#### [Task to complete]
Below are the entries. Transcribe exactly the lines from the one with "Annotate the mist" through the one with "Annotate the rocky cliff", ends included, and leave out all others.

#### [Excerpted data]
———
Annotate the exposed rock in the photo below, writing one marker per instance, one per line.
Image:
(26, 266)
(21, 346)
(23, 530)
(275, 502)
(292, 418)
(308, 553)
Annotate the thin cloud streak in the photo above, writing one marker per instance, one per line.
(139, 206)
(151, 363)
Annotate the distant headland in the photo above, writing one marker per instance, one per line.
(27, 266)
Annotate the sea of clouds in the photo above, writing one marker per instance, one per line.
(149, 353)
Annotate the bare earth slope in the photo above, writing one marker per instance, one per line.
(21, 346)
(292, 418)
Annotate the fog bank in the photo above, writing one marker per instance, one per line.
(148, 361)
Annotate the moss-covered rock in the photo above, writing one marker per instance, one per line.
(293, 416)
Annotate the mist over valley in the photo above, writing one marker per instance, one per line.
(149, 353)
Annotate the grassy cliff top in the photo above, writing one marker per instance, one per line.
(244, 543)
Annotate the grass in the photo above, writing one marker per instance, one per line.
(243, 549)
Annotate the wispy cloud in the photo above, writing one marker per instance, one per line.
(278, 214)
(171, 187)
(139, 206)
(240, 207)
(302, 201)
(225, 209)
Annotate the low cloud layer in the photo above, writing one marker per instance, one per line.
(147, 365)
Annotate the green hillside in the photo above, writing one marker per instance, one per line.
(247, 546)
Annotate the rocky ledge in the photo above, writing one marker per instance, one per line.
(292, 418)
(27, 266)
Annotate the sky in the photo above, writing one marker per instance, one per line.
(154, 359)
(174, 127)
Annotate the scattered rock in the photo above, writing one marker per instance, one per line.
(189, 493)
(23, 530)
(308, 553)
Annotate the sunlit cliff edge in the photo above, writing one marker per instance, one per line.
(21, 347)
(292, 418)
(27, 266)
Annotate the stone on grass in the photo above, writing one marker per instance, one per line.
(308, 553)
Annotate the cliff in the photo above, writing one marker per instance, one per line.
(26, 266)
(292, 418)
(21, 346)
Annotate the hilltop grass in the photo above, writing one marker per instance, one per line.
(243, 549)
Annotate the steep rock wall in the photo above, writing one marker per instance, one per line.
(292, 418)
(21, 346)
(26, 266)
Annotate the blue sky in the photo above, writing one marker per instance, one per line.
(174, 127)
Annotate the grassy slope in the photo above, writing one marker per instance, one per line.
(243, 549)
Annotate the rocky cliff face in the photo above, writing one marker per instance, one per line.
———
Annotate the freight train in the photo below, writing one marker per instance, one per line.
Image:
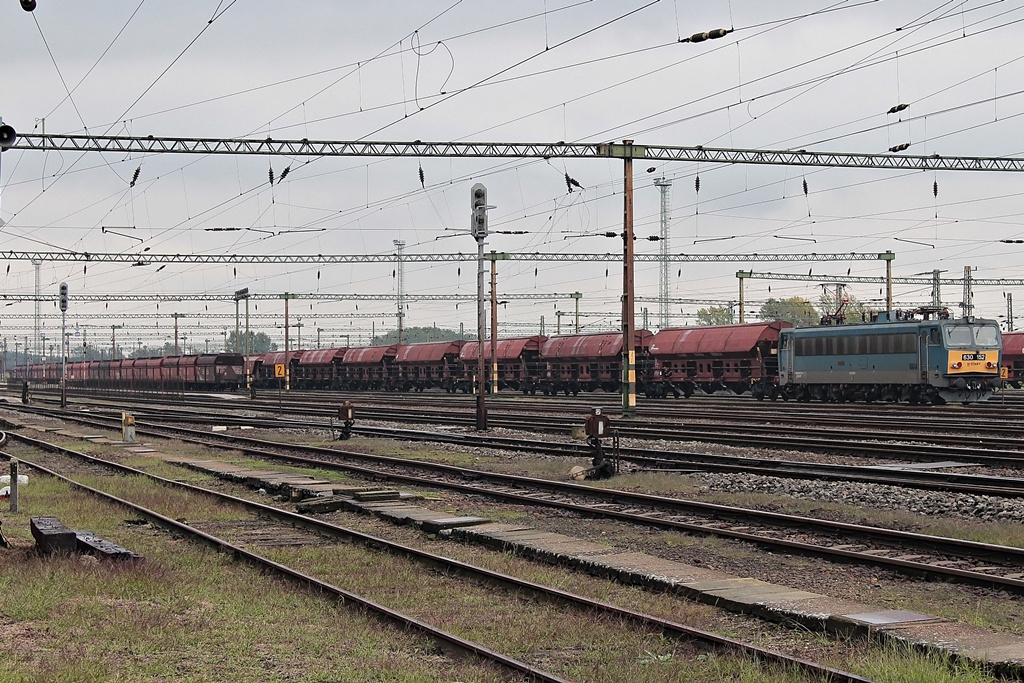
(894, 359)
———
#### [Written response]
Annotate the mist over valley in the photo above, writing one marker per instance, one per line.
(149, 353)
Annotate the grassy cliff top in the photo above, writing one marker per instance, one per line.
(244, 543)
Annotate the grass in the photo above, writing one marker per instance, one per line.
(243, 549)
Annotate the wispy cloud in the photo above, writing one marker per instance, one per line.
(278, 214)
(171, 187)
(139, 206)
(240, 207)
(302, 201)
(225, 209)
Annotate the low cloud layer in the photo above, writing one marker per instance, one per line.
(147, 365)
Annotate the green hillside in the photo above, writing one marker per instance, one per line.
(247, 546)
Annotate the rocky ledge in the photo above, writing one marker per instance, one per line.
(292, 418)
(27, 266)
Annotate the sky in the photo above, writing one marker per instance, one per line.
(154, 359)
(174, 127)
Annotate the scattered rock in the photo above, writing one marker per instance, one per line.
(189, 493)
(23, 530)
(308, 553)
Annotate the sunlit cliff edge in the photo above, writing one marker per instance, one per line.
(21, 347)
(292, 418)
(27, 266)
Annotate the stone on grass in the photo above, writing one marker per instance, one per line.
(308, 553)
Annotate the cliff in the photo above, writing one marker per instance, one per line.
(26, 266)
(292, 418)
(21, 346)
Annotate the hilltop grass in the photo above, writing one marker per instance, one per line.
(243, 549)
Annotate the steep rock wall in the photo above, writing one marker per instance, one per line.
(292, 418)
(21, 346)
(26, 266)
Annotate the blue sky in the photo above, writing one marker per instance, one per line.
(174, 127)
Annotate the grassy slope in the photo above, writing one marker per instance, one per line.
(243, 549)
Annotate the rocky cliff face in the photo above, writing one marker per instance, one per line.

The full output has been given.